## Prompt
Tell how many lines in the records contain the word "ocean"; the number alone is the answer.

## Material to process
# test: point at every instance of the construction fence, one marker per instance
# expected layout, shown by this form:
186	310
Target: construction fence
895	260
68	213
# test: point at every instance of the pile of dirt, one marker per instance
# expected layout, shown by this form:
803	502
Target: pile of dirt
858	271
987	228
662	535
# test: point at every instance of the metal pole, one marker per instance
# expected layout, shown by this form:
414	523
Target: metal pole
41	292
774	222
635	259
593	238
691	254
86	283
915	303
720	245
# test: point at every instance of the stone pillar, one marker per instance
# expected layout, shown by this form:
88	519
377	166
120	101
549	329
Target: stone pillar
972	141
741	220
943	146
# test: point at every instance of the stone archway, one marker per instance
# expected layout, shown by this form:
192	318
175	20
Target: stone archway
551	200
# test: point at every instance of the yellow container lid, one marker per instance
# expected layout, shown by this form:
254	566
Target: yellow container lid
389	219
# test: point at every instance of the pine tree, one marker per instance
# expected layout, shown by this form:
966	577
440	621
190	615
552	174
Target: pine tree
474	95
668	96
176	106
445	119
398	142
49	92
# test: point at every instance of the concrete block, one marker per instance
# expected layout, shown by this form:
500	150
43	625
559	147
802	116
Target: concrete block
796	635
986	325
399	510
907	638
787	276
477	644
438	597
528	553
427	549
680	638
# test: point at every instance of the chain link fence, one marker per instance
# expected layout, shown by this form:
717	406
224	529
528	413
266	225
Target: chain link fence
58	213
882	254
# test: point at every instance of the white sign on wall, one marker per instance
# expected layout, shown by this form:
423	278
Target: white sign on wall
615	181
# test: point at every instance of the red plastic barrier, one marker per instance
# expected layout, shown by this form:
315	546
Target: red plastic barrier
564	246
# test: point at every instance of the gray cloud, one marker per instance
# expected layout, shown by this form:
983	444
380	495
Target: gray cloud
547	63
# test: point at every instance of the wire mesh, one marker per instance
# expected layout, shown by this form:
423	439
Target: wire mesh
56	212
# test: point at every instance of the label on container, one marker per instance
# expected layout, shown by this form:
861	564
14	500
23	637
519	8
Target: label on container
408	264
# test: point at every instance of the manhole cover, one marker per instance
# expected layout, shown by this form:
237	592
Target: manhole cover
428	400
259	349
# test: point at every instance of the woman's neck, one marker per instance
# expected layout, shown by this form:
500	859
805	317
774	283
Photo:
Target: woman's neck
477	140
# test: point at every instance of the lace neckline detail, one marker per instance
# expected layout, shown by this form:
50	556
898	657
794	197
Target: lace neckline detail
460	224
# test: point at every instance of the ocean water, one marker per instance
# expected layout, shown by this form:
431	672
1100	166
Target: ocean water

## Result for this exercise
2